_TEXT PROVIDED_.
☆ ☆ ☆ ☆

The report presented a hypothetical case of a man suffering from Alzheimer’s disease, which would likely mean he would lose the ability to make health decisions as his condition progresses.

“Later, after thinking about it further, Charlie decides that should his health decline rapidly and he starts experiencing intolerable suffering after he has lost capacity to make health care decisions, he would like to have MAiD provided,” the report states.

“Charlie then works with his health care provider’s team to develop an advance request. It sets out the conditions that would constitute enduring and intolerable suffering for him after he has lost capacity,” it continued.

The report further cited surveys which found that Canadians were generally supportive of advance requests, but raised concerns over how the system would be implemented.

While the report purported to represent the thoughts of Canadians, it notably excluded Euthanasia Prevention Coalition Director Alex Schadenberg, who was not invited to the roundtable discussions but permitted to make a presentation.

Prior to the report, Schadenberg revealed that he believes Health Canada has “stacked the deck” to ensure an outcome in support of advance requests, “just like they’ve stacked the deck in every other consultation over the past several years.”

The push for advance requests began last November when Health Canada called for a “national conversation on advance requests” for euthanasia.

☆ ☆ ☆ ☆

_PROBLEMS TO WORK ON_.
a) From the article on advance requests for MAiD, copy the passage from "The report presented" up to and including "his condition progresses.".
b) According to the article on advance requests for MAiD, why would the man in the report's hypothetical case likely lose the ability to make health decisions? Answer in one to three sentences.
c) Extend the article on advance requests for MAiD, picking up after its last sentence.

Object grounding data in natural language
☆ ☆ ☆ ☆

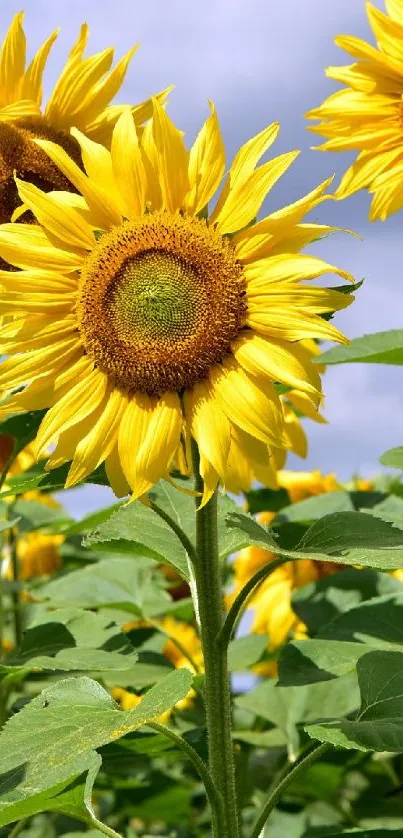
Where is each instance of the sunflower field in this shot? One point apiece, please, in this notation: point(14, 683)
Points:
point(215, 650)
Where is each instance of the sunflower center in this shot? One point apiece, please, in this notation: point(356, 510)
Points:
point(19, 154)
point(160, 301)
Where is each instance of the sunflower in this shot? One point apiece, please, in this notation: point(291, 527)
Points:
point(367, 115)
point(80, 98)
point(141, 322)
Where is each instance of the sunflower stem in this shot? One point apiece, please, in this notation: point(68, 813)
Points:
point(217, 689)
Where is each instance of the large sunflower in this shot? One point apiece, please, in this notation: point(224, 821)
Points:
point(141, 322)
point(368, 115)
point(80, 98)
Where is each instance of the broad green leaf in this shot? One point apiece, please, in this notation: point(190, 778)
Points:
point(243, 652)
point(393, 458)
point(70, 639)
point(313, 508)
point(379, 722)
point(128, 584)
point(377, 348)
point(352, 538)
point(320, 602)
point(52, 739)
point(286, 707)
point(261, 500)
point(136, 528)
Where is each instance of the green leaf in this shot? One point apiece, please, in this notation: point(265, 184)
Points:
point(36, 515)
point(51, 741)
point(243, 652)
point(260, 500)
point(338, 646)
point(377, 348)
point(352, 538)
point(70, 639)
point(393, 458)
point(136, 528)
point(379, 723)
point(320, 602)
point(128, 584)
point(286, 707)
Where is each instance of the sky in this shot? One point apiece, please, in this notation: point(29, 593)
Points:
point(260, 61)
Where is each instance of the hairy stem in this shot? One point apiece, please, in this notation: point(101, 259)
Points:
point(239, 604)
point(217, 692)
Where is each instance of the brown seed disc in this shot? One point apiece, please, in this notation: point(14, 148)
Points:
point(160, 301)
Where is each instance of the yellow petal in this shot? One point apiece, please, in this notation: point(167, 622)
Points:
point(161, 440)
point(132, 431)
point(172, 159)
point(99, 200)
point(290, 267)
point(287, 363)
point(209, 425)
point(244, 200)
point(27, 246)
point(248, 401)
point(97, 445)
point(80, 401)
point(23, 368)
point(293, 325)
point(12, 60)
point(206, 164)
point(32, 83)
point(115, 475)
point(128, 166)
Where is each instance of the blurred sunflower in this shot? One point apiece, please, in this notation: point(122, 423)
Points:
point(367, 115)
point(80, 98)
point(141, 323)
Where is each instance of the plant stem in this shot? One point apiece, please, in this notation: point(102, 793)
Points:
point(215, 799)
point(237, 607)
point(12, 543)
point(217, 691)
point(274, 796)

☆ ☆ ☆ ☆

_ACTIVITY ANSWERS_.
a)
The report presented a hypothetical case of a man suffering from Alzheimer’s disease, which would likely mean he would lose the ability to make health decisions as his condition progresses.

b) The man in the hypothetical case suffers from Alzheimer's disease. That would likely mean he loses the ability to make health decisions as his condition progresses.

c)
Since legalizing the deadly practice at the federal level in 2016, the Liberal government has continued to expand the criteria for who can “qualify” for death. In 2021, the Liberal government passed a bill that permitted the killing of those who are not terminally ill but who suffer solely from chronic disease.

The government has also attempted to expand the practice to those suffering solely from mental illness but has delayed  doing so until 2027 after pushback from pro-life, medical, and mental health groups as well as most of Canada’s provinces.

Already in Canada, assisted suicide has expanded 13-fold since it was legalized, making it the fastest-growing euthanasia program in the world.

The most recent reports show that euthanasia is the sixth highest cause of death in Canada. However, it was not listed as such in Statistics Canada’s top 10 leading causes of death from 2019 to 2022.